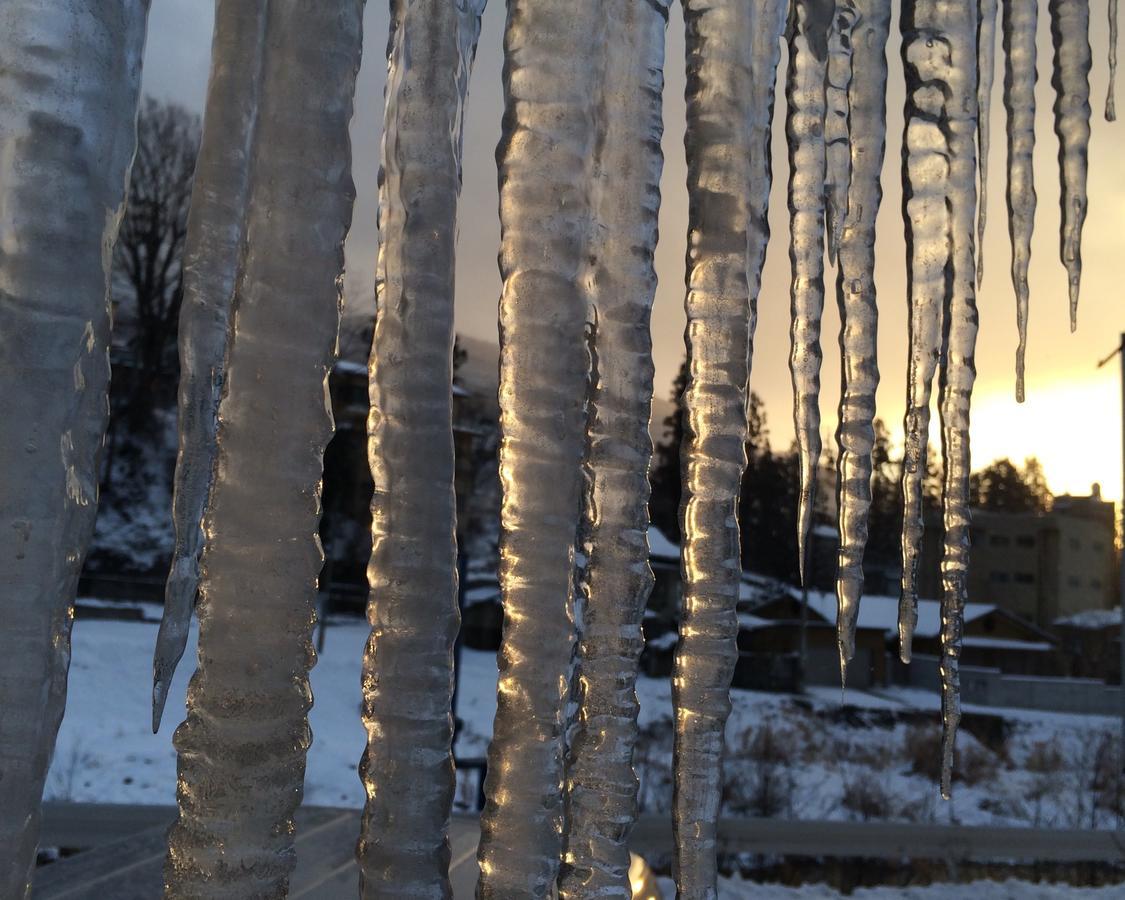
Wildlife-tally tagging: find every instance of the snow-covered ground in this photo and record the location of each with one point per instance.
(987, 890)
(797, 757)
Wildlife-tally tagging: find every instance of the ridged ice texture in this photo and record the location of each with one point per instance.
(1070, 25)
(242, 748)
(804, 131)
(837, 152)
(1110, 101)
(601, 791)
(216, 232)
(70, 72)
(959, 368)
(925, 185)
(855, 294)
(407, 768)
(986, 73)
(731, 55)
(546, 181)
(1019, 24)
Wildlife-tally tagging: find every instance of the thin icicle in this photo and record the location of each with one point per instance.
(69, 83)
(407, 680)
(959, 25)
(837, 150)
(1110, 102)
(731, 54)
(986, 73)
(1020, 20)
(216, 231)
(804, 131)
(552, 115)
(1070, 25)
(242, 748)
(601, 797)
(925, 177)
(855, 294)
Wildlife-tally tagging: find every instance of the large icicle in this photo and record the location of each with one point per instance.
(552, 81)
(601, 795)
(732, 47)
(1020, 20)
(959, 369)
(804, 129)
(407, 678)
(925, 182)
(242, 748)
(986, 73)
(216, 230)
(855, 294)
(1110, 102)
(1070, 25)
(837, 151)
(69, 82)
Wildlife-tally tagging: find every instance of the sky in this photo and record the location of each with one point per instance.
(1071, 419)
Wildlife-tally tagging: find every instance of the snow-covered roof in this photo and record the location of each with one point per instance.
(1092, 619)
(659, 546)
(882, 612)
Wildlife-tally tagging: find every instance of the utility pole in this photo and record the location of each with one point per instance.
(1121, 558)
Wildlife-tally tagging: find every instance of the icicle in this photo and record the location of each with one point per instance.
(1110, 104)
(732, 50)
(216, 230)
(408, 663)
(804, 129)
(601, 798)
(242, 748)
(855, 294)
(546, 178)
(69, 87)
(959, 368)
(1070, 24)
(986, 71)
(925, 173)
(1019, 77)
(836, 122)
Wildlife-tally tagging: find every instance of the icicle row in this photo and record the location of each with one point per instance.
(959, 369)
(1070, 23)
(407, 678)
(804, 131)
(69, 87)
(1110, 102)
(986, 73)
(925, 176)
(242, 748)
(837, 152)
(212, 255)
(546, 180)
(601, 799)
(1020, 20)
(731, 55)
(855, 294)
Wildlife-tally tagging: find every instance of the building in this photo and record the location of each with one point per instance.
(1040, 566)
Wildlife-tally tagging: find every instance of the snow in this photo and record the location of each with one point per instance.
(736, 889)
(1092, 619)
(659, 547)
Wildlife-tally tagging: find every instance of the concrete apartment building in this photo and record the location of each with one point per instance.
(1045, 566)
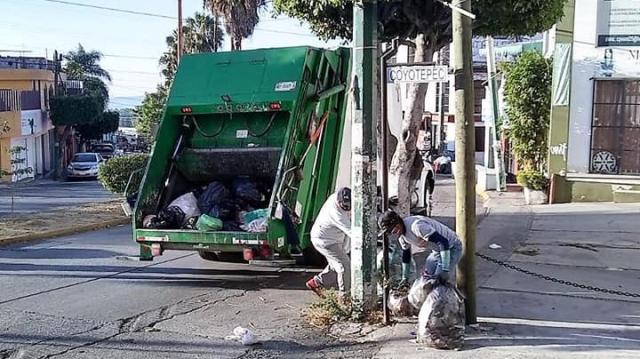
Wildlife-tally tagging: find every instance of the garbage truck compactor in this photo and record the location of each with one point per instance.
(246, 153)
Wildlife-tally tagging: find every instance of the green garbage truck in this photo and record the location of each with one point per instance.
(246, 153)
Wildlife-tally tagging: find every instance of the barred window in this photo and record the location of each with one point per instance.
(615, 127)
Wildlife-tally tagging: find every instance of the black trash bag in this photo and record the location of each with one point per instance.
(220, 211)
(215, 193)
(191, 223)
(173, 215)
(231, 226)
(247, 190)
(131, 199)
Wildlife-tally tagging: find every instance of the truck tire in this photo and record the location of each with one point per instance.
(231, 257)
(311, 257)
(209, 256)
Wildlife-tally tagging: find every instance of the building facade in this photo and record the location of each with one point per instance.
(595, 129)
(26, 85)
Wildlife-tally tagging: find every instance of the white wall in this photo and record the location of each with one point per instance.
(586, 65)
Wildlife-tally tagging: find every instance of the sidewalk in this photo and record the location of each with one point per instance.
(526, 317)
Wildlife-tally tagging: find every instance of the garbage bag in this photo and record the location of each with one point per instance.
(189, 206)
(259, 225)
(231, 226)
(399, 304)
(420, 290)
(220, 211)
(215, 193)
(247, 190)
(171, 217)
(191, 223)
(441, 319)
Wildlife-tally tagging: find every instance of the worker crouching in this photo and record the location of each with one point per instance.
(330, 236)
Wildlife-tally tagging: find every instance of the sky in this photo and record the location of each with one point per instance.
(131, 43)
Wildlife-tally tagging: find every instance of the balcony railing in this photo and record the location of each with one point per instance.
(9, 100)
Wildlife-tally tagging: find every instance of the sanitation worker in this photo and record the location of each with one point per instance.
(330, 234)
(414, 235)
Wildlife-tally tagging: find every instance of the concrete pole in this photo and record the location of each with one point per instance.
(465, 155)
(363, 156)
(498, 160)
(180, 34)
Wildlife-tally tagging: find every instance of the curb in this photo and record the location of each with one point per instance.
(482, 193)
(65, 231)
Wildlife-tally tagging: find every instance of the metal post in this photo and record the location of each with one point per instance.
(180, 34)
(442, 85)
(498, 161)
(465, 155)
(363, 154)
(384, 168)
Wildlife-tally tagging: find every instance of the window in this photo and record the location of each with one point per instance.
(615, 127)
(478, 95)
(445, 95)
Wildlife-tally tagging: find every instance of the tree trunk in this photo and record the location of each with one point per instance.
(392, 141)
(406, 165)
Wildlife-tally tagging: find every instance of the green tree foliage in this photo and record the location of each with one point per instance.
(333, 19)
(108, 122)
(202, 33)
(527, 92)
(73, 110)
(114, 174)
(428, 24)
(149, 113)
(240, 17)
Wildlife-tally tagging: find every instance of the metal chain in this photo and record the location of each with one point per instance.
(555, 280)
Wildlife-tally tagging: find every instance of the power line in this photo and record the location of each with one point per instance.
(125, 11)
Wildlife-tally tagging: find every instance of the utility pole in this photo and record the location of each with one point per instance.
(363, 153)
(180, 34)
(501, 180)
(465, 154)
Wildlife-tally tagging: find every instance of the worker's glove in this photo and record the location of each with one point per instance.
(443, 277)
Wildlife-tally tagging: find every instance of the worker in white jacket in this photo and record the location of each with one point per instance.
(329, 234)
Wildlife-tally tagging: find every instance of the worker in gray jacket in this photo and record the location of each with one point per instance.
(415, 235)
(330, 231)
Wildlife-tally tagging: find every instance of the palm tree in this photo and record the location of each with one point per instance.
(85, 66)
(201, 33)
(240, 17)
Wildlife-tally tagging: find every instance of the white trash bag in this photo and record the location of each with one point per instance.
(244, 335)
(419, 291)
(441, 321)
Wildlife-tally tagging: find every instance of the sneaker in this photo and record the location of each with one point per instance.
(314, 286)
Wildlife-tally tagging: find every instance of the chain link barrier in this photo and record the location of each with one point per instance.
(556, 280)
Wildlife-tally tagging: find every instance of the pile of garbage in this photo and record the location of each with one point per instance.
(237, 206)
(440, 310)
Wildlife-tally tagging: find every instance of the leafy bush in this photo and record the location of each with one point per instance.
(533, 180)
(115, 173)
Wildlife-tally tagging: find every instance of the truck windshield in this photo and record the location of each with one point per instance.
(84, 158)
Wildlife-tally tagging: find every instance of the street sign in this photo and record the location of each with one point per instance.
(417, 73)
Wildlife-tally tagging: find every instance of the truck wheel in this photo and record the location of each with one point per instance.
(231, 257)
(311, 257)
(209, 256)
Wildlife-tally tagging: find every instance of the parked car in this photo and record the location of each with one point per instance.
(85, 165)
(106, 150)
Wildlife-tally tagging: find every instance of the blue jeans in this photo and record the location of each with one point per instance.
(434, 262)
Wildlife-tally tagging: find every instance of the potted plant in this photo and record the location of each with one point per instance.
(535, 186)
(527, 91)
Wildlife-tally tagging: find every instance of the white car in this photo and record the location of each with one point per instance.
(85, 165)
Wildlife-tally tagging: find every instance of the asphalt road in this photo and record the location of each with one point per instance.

**练习目标:** 请逐字照录上方全部条目，答案中略去图片。

**参考答案:**
Wildlife-tally tagging: find every instance of the snow-covered ground in this photo and record the location of each with one point per instance.
(987, 890)
(797, 757)
Wildlife-tally tagging: find every instance of the ridged ice texture in this photo and record the location of each with one point per instance.
(1070, 25)
(242, 748)
(804, 131)
(837, 152)
(1110, 101)
(601, 791)
(216, 232)
(70, 72)
(959, 368)
(925, 185)
(855, 294)
(407, 768)
(986, 73)
(731, 55)
(546, 181)
(1019, 24)
Wildlife-tally tagging: find every instance of the thin icicle in this photo and record the location of each with one point per instance.
(69, 83)
(407, 680)
(959, 25)
(837, 150)
(1110, 102)
(731, 54)
(986, 73)
(1020, 20)
(216, 231)
(804, 131)
(552, 115)
(1070, 25)
(242, 748)
(601, 797)
(925, 177)
(855, 294)
Wildlife-tally tagging: find every instance of the large icicle in this photo and record the location of each with one point per instance.
(552, 81)
(601, 795)
(732, 47)
(1020, 20)
(959, 369)
(804, 129)
(407, 678)
(925, 182)
(242, 748)
(986, 73)
(216, 230)
(855, 294)
(1110, 102)
(1070, 25)
(837, 151)
(69, 82)
Wildlife-tally tagging: find every instance of the sky in this photo and record the location of each with one point per instance.
(1071, 419)
Wildlife-tally tagging: find every instance of the snow-covered roof in this photo and record the location of each with one point per instance.
(1092, 619)
(659, 546)
(882, 612)
Wildlife-tally tagging: find every instance of the utility pole in this photo and record the location of each with one point per instance.
(1121, 558)
Wildlife-tally tagging: find every instance of the icicle in this photo and record the location of each with one point per instance.
(1110, 104)
(732, 50)
(216, 230)
(408, 663)
(804, 129)
(601, 798)
(242, 748)
(855, 294)
(546, 178)
(69, 87)
(959, 368)
(1070, 24)
(986, 71)
(925, 173)
(1019, 77)
(836, 122)
Wildlife-tally tagging: find every instance of the icicle row in this photo and record the location of each with one point per instance.
(959, 369)
(1070, 23)
(407, 678)
(804, 131)
(69, 87)
(1110, 102)
(986, 73)
(925, 176)
(242, 748)
(837, 152)
(212, 255)
(546, 180)
(601, 799)
(1020, 20)
(731, 55)
(855, 294)
Wildlife-tally tagging: find every instance of the building in this photo and record the location of each with one point per instance.
(1040, 566)
Wildlife-tally tagging: find every instance of the snow in this photo and record the location of each with one point per instance.
(736, 889)
(1092, 619)
(659, 547)
Wildlife-tally tagging: find every instance of the concrete apartment building in this photo and record the location of each with one point per instance.
(1045, 566)
Wildlife-tally tagging: find every instance of the garbage truck compactor in this photo and record the location of each with one point per instance.
(246, 153)
Wildlife-tally tagging: find every instance of the green garbage truck in this photo and record the location of each with one point per instance.
(246, 153)
Wildlife-tally tagging: find every instance of the barred window in this photo and record the location of each with one point per instance.
(615, 127)
Wildlife-tally tagging: find every instance of the black trash bag in this photo and record the location of each with one point per instance.
(220, 211)
(215, 193)
(191, 223)
(173, 215)
(231, 226)
(247, 190)
(131, 199)
Wildlife-tally tagging: find every instance of the truck tire in this photo and record the location of each with one point per instance.
(231, 257)
(311, 257)
(209, 256)
Wildlife-tally tagging: find every instance of the building facade in this photo and record the location of each with one point per instance.
(595, 129)
(26, 85)
Wildlife-tally tagging: find every instance of the white wall in this photo and record the location of each with one point per instance.
(586, 65)
Wildlife-tally tagging: find every instance of the sidewalk in this photo and record the location of each with one point per instance.
(526, 317)
Wildlife-tally tagging: find every instance of the garbage bag in this photo and record the location of each with one point per instance.
(189, 206)
(259, 225)
(231, 226)
(399, 304)
(420, 290)
(220, 211)
(215, 193)
(247, 190)
(171, 217)
(191, 223)
(441, 319)
Wildlife-tally tagging: find every instance of the worker crouching in this photo and record the location of each with one point per instance.
(330, 236)
Wildlife-tally tagging: find every instance of the sky in this photo and record the location of each with one point per instance.
(131, 43)
Wildlife-tally tagging: find every instance of the balcony railing in this photo and record the location of each with one point per instance.
(9, 100)
Wildlife-tally tagging: find every instance of the sanitation worker in this photo and record the location of each with one point per instance.
(330, 234)
(414, 235)
Wildlife-tally tagging: find every instance of the concrete pole in this photo and record the location of each with one point per instance.
(465, 155)
(363, 156)
(498, 160)
(180, 34)
Wildlife-tally tagging: find every instance of the curb in this photo and record the location of each with one point per instance.
(482, 193)
(65, 231)
Wildlife-tally tagging: find every instance of the metal post in this photo and record the location of each with one point per instance.
(180, 34)
(442, 85)
(498, 161)
(465, 155)
(363, 154)
(384, 168)
Wildlife-tally tagging: find every instance of the window in this photo and record the location of each with one point per instance.
(615, 127)
(478, 95)
(445, 95)
Wildlife-tally tagging: find every instance of the tree trunk in this photo and record the location of each with one point per instance.
(392, 141)
(406, 165)
Wildlife-tally tagging: find every instance of the green tree foliage in this photo and record the location of each with one point per instance.
(333, 19)
(108, 122)
(202, 33)
(527, 92)
(73, 110)
(114, 174)
(428, 24)
(149, 113)
(240, 17)
Wildlife-tally tagging: find every instance of the metal chain in this photo and record the location of each with one point per instance.
(555, 280)
Wildlife-tally tagging: find every instance of the power line in this photo and record the location of each with one point per instance.
(125, 11)
Wildlife-tally tagging: find every instance of the utility pole in this photo and record the location of each with one point per instance.
(363, 153)
(180, 34)
(501, 180)
(465, 154)
Wildlife-tally tagging: find every instance of the worker's glove in this photo and record the location of each with one point per instance.
(443, 277)
Wildlife-tally tagging: find every instance of the worker in white jacket in this photo and record the location of each with one point per instance.
(329, 234)
Wildlife-tally tagging: find every instance of the worker in gray jacket in this photo and record the location of each with one point per instance.
(415, 235)
(330, 231)
Wildlife-tally tagging: find every instance of the palm tree in this photo and record the location of each with one point per instance.
(85, 66)
(201, 33)
(240, 17)
Wildlife-tally tagging: find every instance of the white trash bag in this photo and record the location of each with one point per instance.
(244, 335)
(419, 291)
(441, 321)
Wildlife-tally tagging: find every instance of the sneaker in this photo and record the location of each with one point per instance.
(314, 286)
Wildlife-tally tagging: find every instance of the chain link barrier in this photo and record the location of each with one point per instance.
(556, 280)
Wildlife-tally tagging: find every instance of the pile of garbage in this photo and record the location of each with one point per instance.
(237, 206)
(440, 310)
Wildlife-tally tagging: find every instance of the leafy bush in this photo and record the location of each with one point per instance.
(533, 180)
(115, 173)
Wildlife-tally tagging: find every instance of the truck windshield in this photo and record the location of each with one point per instance.
(84, 158)
Wildlife-tally tagging: find every instance of the street sign in this photo and record the location of each with one point per instance.
(417, 73)
Wildlife-tally tagging: find every instance of the truck wheel in this photo and record the location of each with one point per instance.
(231, 257)
(311, 257)
(209, 256)
Wildlife-tally tagging: find every instance of the parked car in this photo and record the location of each with one point per instance.
(85, 165)
(106, 150)
Wildlife-tally tagging: find every instance of the blue jeans in this photo and record the location of each with one point per instance.
(434, 262)
Wildlife-tally tagging: find every instance of the potted plant in this photo and record the location of each with one point per instance.
(535, 186)
(527, 91)
Wildlife-tally tagging: find every instance of the white car in this photo and record the location of each with one point per instance.
(85, 165)
Wildlife-tally tagging: find every instance of the asphalt road in this photo and record the location of each with one point per instance.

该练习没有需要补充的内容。